• **Exercise**: Copy the records below verbatim, starting at the line that contains "Draw the outline of every instance of the tiny" and ending at the end of the records, with both ends included.

• **Data listing**:
* START *

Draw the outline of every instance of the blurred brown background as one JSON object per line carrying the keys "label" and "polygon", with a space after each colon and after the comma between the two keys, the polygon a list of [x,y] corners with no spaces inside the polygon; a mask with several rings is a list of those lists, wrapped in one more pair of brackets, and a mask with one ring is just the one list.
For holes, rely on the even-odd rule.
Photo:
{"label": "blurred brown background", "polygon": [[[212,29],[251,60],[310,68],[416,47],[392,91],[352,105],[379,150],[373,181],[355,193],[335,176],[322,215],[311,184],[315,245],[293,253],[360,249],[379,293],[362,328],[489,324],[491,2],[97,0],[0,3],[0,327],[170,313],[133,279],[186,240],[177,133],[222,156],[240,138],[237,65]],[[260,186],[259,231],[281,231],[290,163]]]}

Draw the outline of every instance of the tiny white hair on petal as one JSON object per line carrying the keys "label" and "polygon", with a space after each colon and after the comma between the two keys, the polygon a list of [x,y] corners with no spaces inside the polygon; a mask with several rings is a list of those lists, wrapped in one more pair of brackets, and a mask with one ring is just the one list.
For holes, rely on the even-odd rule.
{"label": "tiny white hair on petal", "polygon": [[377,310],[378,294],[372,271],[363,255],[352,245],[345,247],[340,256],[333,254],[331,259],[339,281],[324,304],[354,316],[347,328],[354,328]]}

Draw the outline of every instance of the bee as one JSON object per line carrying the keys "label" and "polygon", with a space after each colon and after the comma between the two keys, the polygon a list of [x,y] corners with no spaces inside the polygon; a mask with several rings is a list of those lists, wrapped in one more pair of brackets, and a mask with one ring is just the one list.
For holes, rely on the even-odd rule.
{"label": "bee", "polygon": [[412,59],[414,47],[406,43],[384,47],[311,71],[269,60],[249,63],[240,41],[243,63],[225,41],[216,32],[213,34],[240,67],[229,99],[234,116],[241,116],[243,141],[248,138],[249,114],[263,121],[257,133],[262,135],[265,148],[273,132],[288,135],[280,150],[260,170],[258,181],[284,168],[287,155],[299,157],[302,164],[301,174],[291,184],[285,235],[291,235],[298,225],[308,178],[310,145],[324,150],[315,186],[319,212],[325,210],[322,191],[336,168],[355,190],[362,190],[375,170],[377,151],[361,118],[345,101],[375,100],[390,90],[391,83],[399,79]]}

* END *

• **Answer to the task**:
Draw the outline of every instance of the tiny white hair on petal as one JSON object per line carrying the keys "label" and "polygon", with a space after each colon and after the comma between the two keys, the polygon a list of [x,y] corners with no spaces inside the polygon; a mask with several rings is a list of those lists, wrapped in one more pair of brackets, and a mask with one ring is just the one list.
For holes, rely on the even-odd rule.
{"label": "tiny white hair on petal", "polygon": [[377,310],[378,294],[372,271],[363,255],[352,245],[345,247],[340,256],[333,254],[331,259],[339,281],[324,304],[354,316],[347,328],[354,328]]}

Draw the outline of every instance of the bee as one JSON object per line carrying the keys "label" and "polygon", with a space after each colon and after the comma between the two keys, the polygon a list of [x,y] corners with no spaces inside the polygon; a mask with several rings is a list of those lists, wrapped in one more pair of brackets, and a mask with one ring is just the one list.
For holes, rely on the even-odd rule.
{"label": "bee", "polygon": [[412,59],[414,47],[406,43],[384,47],[311,71],[269,60],[249,63],[240,41],[243,63],[225,41],[216,32],[213,34],[240,67],[229,99],[234,116],[241,116],[243,141],[248,138],[249,114],[263,121],[257,133],[262,135],[265,148],[273,132],[288,135],[280,150],[260,170],[258,181],[284,168],[287,155],[299,157],[302,164],[301,174],[291,184],[285,235],[291,235],[298,225],[308,178],[310,145],[324,150],[315,186],[319,212],[325,210],[322,191],[336,168],[355,190],[362,190],[375,170],[377,151],[361,118],[345,101],[375,100],[390,90],[391,83],[399,79]]}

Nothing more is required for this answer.